• [Required work] Copy, word for word, the opening line of the data and each line after it until the line that contains "of the patterned", which is included. Leave the pictures out.

===== Data listing

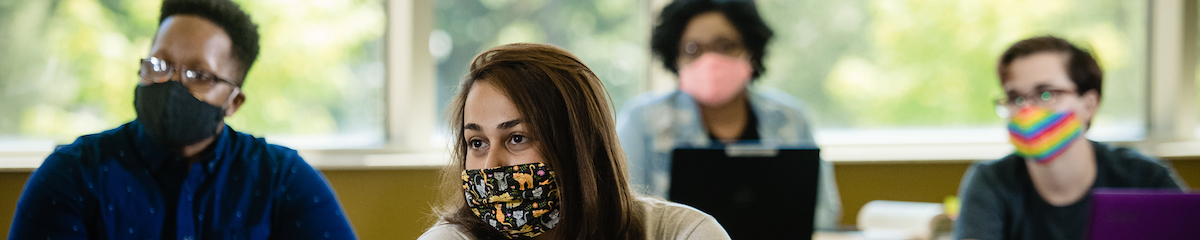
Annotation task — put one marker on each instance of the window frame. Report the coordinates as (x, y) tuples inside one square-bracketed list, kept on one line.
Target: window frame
[(414, 143)]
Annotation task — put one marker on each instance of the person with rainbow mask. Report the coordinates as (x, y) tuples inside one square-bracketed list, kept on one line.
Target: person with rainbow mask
[(1043, 191)]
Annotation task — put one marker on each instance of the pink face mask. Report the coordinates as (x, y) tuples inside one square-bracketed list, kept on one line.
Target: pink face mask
[(714, 79)]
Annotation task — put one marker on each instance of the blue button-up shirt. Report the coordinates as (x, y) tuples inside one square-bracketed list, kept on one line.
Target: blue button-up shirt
[(120, 185)]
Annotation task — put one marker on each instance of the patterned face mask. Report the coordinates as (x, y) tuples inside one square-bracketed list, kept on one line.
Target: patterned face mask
[(1042, 135), (517, 201)]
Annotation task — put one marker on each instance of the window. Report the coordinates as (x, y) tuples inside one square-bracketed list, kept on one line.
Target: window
[(69, 69), (611, 36), (924, 71)]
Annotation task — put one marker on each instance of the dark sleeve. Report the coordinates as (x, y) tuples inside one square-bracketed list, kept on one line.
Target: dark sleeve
[(307, 208), (982, 214), (52, 204), (1149, 172)]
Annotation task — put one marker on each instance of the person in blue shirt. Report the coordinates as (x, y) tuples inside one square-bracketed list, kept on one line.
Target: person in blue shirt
[(178, 172), (715, 48)]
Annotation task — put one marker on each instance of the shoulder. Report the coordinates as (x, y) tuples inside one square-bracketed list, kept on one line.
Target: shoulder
[(88, 150), (666, 220), (1128, 159), (443, 231), (256, 148), (1138, 169), (1001, 174)]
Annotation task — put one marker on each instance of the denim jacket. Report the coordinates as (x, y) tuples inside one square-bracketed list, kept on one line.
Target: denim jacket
[(652, 125)]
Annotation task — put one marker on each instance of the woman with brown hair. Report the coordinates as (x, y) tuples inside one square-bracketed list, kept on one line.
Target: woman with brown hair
[(535, 155)]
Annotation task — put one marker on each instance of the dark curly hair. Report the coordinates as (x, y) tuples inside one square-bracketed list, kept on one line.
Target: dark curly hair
[(225, 13), (742, 13)]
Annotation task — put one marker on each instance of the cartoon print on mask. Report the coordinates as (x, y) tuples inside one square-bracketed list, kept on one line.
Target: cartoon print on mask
[(514, 211)]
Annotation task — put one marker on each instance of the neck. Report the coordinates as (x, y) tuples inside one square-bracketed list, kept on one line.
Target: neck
[(1066, 179), (550, 234), (729, 120)]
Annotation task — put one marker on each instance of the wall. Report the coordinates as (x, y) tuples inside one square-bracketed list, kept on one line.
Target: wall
[(395, 204)]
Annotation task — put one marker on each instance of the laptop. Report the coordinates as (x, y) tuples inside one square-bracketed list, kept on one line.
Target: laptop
[(754, 192), (1144, 214)]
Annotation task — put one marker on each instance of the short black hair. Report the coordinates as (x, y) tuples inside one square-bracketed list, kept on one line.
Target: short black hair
[(742, 13), (225, 13), (1081, 67)]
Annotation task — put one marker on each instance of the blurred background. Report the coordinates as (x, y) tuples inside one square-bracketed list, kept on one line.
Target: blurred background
[(340, 79), (885, 67)]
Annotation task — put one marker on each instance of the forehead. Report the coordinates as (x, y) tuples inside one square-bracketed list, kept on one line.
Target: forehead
[(1039, 70), (489, 106), (193, 41), (708, 25)]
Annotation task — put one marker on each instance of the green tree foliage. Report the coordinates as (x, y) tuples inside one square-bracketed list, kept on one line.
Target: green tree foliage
[(70, 66)]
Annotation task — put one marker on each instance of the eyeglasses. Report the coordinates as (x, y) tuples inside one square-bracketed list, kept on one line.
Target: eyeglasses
[(721, 46), (1006, 106), (199, 83)]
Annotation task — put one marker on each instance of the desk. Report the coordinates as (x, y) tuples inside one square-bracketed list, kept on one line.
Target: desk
[(858, 235)]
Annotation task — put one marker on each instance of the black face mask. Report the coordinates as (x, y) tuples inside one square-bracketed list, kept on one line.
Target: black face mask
[(173, 117)]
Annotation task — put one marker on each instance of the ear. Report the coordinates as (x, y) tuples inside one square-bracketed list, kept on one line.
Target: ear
[(1091, 105), (235, 105)]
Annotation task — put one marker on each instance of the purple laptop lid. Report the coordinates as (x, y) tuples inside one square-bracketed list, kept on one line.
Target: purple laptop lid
[(1144, 214)]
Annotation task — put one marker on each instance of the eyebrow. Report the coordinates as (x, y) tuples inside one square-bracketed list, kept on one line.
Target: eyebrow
[(505, 125), (509, 124)]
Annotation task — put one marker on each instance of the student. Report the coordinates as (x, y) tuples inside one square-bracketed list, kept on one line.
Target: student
[(1043, 190), (717, 49), (178, 172), (535, 156)]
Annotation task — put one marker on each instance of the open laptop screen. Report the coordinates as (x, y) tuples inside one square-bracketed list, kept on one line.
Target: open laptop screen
[(754, 193)]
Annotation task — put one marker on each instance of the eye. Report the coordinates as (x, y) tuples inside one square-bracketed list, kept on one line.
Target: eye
[(475, 144), (517, 142), (517, 139), (690, 49)]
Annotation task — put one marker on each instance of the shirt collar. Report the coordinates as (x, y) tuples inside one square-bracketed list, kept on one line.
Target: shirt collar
[(156, 156)]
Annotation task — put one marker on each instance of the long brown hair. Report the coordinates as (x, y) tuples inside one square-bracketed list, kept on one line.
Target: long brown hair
[(570, 118)]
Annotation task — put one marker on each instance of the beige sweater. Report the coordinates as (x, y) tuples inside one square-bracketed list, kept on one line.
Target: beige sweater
[(664, 221)]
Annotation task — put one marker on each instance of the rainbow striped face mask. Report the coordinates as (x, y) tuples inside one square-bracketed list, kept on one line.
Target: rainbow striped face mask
[(1041, 135)]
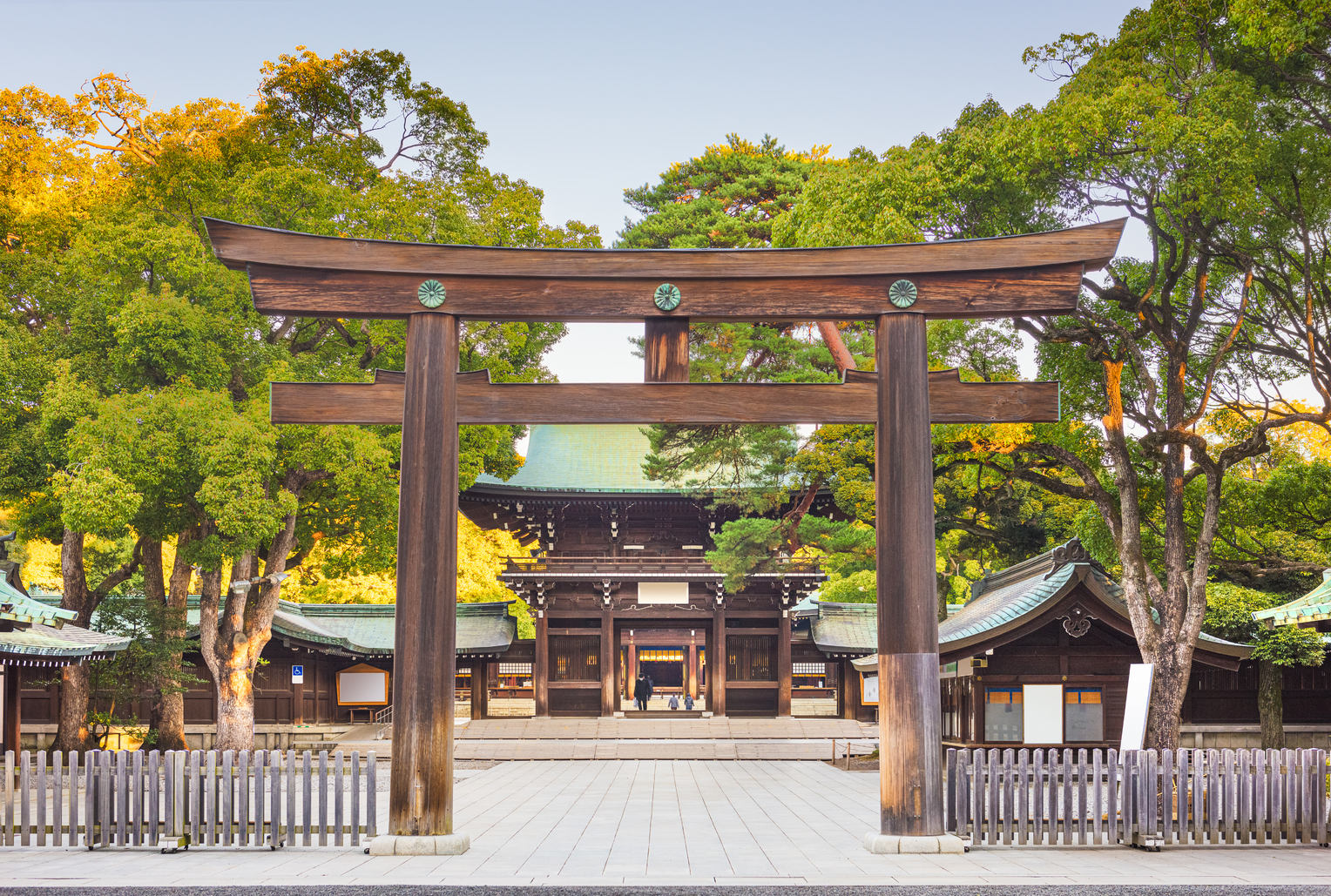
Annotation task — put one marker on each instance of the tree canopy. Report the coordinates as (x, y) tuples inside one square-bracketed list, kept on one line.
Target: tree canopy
[(133, 367)]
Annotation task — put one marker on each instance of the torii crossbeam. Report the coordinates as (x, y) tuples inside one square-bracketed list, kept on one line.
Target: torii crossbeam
[(434, 286)]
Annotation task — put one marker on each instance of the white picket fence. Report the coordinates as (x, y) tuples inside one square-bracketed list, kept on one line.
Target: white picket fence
[(181, 798), (1142, 798)]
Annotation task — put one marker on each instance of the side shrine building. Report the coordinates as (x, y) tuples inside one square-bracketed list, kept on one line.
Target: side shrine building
[(620, 584)]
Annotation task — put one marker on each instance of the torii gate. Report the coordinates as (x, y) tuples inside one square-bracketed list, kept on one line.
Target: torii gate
[(436, 286)]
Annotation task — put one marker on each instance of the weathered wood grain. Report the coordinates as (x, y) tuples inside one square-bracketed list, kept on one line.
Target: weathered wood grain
[(909, 717), (666, 349), (239, 244), (421, 779), (1005, 292), (950, 401)]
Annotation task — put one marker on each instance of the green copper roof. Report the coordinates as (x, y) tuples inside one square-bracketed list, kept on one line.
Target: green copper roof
[(564, 457), (366, 629), (997, 601), (17, 606), (1311, 607), (369, 629), (846, 627)]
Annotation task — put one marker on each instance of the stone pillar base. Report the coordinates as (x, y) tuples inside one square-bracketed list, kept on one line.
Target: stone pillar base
[(445, 845), (890, 845)]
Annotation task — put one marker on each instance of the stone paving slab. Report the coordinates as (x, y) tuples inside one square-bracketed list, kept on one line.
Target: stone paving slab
[(663, 749), (667, 822), (715, 729)]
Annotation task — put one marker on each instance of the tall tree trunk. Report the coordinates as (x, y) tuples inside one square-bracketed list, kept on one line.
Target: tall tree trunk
[(233, 636), (1169, 686), (836, 345), (171, 729), (155, 594), (75, 681), (226, 649), (1270, 704)]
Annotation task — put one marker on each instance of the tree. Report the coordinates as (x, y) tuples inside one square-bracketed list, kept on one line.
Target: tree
[(1154, 124), (166, 361), (1229, 616), (146, 666)]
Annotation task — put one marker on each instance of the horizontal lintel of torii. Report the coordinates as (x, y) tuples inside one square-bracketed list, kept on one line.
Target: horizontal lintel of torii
[(481, 401), (313, 276)]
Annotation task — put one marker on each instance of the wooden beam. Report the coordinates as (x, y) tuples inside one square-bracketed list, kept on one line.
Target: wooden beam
[(1006, 292), (239, 246), (950, 401)]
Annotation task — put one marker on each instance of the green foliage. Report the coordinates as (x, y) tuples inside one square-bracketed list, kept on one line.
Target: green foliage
[(968, 181), (1291, 646), (857, 588), (133, 367), (330, 115), (724, 199), (148, 664)]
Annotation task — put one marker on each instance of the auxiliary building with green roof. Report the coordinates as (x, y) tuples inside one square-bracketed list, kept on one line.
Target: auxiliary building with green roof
[(35, 638), (1040, 656)]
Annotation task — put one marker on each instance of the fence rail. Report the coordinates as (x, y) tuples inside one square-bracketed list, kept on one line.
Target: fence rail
[(267, 798), (1142, 798)]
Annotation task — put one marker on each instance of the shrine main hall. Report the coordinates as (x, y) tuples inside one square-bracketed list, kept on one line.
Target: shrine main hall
[(618, 588)]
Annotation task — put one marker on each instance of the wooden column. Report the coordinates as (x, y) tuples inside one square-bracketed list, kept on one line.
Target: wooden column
[(716, 664), (849, 690), (541, 667), (12, 709), (479, 689), (619, 675), (421, 782), (909, 711), (607, 662), (783, 664), (666, 349)]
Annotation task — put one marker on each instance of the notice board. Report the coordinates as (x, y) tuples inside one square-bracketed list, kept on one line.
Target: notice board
[(363, 684)]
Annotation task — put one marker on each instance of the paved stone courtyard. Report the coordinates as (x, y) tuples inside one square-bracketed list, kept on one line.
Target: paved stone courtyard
[(688, 823)]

==========

• [Written solution]
Annotation task — put one marker on each instance of the window frame. Report the coordinates as (x, y) tuples inside one square-bracketed list, kept on one line.
Target: window frame
[(414, 143)]
Annotation task — put one marker on each instance of the person with rainbow mask. Report the coordinates as (x, y) tuples inside one square-bracketed list, kept on one line.
Target: person with rainbow mask
[(1043, 191)]
Annotation task — put one marker on each instance of the pink face mask. Report the coordinates as (x, y) tuples inside one square-bracketed list, kept on one line.
Target: pink face mask
[(714, 79)]
Annotation task — put one marker on each instance of the blue button-up shirt. Report the coordinates as (x, y) tuples inside one square-bracketed list, kept on one line.
Target: blue button-up shirt
[(120, 185)]
Annotation task — put one marker on each instance of the patterned face mask. Report the coordinates as (x, y) tuples inside one square-bracketed list, kept on one line.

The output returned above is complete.